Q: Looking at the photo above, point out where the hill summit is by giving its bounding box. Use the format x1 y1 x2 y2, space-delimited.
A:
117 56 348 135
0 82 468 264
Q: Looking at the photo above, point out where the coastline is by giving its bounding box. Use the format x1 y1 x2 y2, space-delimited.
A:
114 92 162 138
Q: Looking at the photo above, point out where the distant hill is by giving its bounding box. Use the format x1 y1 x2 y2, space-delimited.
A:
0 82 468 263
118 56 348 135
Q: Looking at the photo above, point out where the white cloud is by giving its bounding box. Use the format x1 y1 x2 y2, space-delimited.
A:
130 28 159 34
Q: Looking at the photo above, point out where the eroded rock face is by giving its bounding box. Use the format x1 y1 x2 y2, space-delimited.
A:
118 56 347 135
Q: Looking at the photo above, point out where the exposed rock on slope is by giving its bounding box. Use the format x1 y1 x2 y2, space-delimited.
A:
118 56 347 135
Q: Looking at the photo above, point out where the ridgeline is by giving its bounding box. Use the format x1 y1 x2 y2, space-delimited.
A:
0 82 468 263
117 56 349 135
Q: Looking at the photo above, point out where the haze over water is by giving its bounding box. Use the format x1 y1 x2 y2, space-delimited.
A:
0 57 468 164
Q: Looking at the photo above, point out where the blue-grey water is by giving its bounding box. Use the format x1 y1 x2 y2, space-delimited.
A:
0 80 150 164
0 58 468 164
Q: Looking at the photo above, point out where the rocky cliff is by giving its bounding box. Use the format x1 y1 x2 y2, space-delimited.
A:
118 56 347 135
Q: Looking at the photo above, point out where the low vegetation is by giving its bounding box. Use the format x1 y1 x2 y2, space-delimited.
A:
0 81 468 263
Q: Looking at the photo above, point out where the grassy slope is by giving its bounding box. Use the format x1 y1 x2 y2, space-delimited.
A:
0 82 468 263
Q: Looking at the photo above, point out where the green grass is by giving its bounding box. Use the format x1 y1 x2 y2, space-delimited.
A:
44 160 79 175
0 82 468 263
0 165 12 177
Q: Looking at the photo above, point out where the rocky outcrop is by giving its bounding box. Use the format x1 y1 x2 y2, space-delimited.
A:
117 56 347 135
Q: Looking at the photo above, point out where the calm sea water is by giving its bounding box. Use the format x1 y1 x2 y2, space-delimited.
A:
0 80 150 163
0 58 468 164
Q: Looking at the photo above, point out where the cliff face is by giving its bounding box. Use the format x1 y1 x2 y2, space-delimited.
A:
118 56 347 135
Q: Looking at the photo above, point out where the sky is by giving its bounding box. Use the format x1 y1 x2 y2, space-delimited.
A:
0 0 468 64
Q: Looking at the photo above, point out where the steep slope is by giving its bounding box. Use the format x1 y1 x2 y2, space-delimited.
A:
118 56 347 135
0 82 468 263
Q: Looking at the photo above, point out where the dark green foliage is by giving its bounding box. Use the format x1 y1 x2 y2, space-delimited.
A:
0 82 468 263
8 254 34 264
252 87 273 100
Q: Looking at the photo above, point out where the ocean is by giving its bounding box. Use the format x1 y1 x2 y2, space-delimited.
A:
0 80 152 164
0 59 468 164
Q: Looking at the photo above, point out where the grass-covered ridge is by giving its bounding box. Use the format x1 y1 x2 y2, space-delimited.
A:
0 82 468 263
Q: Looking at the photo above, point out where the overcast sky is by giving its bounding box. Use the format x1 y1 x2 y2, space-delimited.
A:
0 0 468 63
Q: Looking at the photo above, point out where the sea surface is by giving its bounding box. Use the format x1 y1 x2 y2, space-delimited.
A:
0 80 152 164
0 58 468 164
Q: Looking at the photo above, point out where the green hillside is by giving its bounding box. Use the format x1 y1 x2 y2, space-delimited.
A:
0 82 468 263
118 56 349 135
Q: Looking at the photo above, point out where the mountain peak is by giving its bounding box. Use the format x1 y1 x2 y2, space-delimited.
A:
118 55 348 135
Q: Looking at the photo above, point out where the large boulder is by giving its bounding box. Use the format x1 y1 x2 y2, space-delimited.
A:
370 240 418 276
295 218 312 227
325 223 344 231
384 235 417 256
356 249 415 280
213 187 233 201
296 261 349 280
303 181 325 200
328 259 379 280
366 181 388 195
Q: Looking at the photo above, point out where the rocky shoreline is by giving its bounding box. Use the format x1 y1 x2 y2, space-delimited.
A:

» **Task**
Write out all of the records above again, word for word, without changing or omitting anything.

» **Correct response**
Q: Looking at the photo above, point out where the hill summit is by giving its bounding box. Use the format x1 y1 x2 y2, space-delimited.
A:
117 56 348 135
0 82 468 264
Q: Looking at the photo above, point out where the coastline is by giving its bounding box. Use the format x1 y1 x2 y2, space-delimited.
A:
114 92 162 138
Q: Looking at the photo above, point out where the distant hill is by giving its bounding box. Use the format x1 y1 x2 y2, space-delimited.
A:
0 82 468 263
118 56 348 135
Q: Looking at the photo above, point out where the white cloud is by giving its bounding box. Use the format x1 y1 x2 y2, space-delimited.
A:
130 28 159 34
Q: Looking at the photo above, point out where the eroded rock face is by giving its bounding box. Use the format x1 y1 x2 y2, space-delimited.
A:
118 56 347 135
Q: Looking at the photo above, point out where the exposed rock on slope is by giving its bounding box. Use the format x1 y1 x2 y2, space-delimited.
A:
118 56 347 135
Q: Looking at the photo above, point out where the ridgeline is by giving its bounding box. Use the format x1 y1 x2 y2, space-delimited.
A:
0 82 468 263
117 56 349 135
Q: Looking at the photo above, point out where the haze over water is by giving its bounding box. Use the format x1 y1 x2 y2, space-delimited.
A:
0 57 468 164
Q: Looking at the photo above, point out where the blue-grey water is by giving its bounding box. Use the format x1 y1 x2 y2, space-delimited.
A:
0 80 150 164
0 58 468 164
Q: Looking at the photo above, point out where the rocky cliff is by giving its bounding box. Use the format x1 y1 x2 y2, space-delimited.
A:
118 56 347 135
Q: Looking at the photo above, point out where the low vegetation is by giving its bounding box. Use the format x1 y1 x2 y2, space-delimited.
A:
0 81 468 263
Q: Looking at the photo above, point out where the grassy slope is by giving its bounding box. Use the format x1 y1 x2 y2, space-delimited.
A:
0 82 468 263
Q: Looking at the photo above, point out where the green grass is by giving its bounding box. Use the format x1 y1 x2 y2, space-delimited.
A:
44 160 79 175
0 82 468 263
0 165 12 177
Q: Looking at the photo above, point out where the rocky outcrop is by giving its bounding box. Use the format x1 y1 x2 y2, space-delimited.
A:
117 56 347 135
Q: Looking at the photo above, point out where the calm sea water is by giving its bounding box. Use the format x1 y1 x2 y2, space-delimited.
A:
0 80 150 163
0 58 468 164
Q: Looking at the photo above, point out where the cliff face is by giving its bounding box. Use the format x1 y1 x2 y2, space-delimited.
A:
118 56 347 135
Q: Looking at the photo above, point out where the sky is by giving its bounding box. Use the format x1 y1 x2 y2, space-delimited.
A:
0 0 468 64
Q: Looking at the photo above, point out where the steep slope is by giving its bounding box. Use the format x1 y1 x2 y2, space-delimited.
A:
118 56 347 135
0 82 468 263
Q: Looking at the photo above, point out where the dark green foliage is by giving its bounding box. Use the format x1 y1 x2 y2, space-delimited.
A:
0 82 468 263
8 254 34 264
252 87 273 100
Q: Looking at the photo above, point out where the ocean is by giving its bounding box. Use the format x1 y1 x2 y2, space-delimited.
A:
0 80 152 164
0 59 468 164
Q: Looking at the photo above, point out where the grass-covered ridge is by giving its bounding box. Use the format x1 y1 x2 y2, space-delimited.
A:
0 82 468 263
Q: Looking at the photo above, point out where the overcast sky is by giving its bounding box. Use the format x1 y1 x2 y2, space-delimited.
A:
0 0 468 63
Q: Looking at the photo above, point out where the sea surface is by giving its bounding box. Use the format x1 y1 x2 y2, space-delimited.
A:
0 80 152 164
0 58 468 164
Q: Looking at the photo above, point out where the green hillside is by giving its bounding box. Use the format x1 y1 x2 y2, space-delimited.
A:
0 82 468 263
118 56 349 135
Q: Looking at the photo above, point out where the mountain peak is by giving its bounding box. Use the format x1 y1 x2 y2, space-delimited.
A:
118 55 348 135
Q: Looking at the photo above, point out where the large boulder is by giving its bounding box. Use the format x1 y1 x2 y2, space-delimited.
A:
370 240 418 276
295 218 312 227
325 223 344 231
384 235 417 256
356 249 415 280
213 187 233 201
296 261 349 280
303 181 325 200
328 259 379 280
366 181 388 195
Q: Looking at the photo above, point out where the rocky shoreline is by giving its bounding box. Use the format x1 y1 x2 y2, space-delimited.
A:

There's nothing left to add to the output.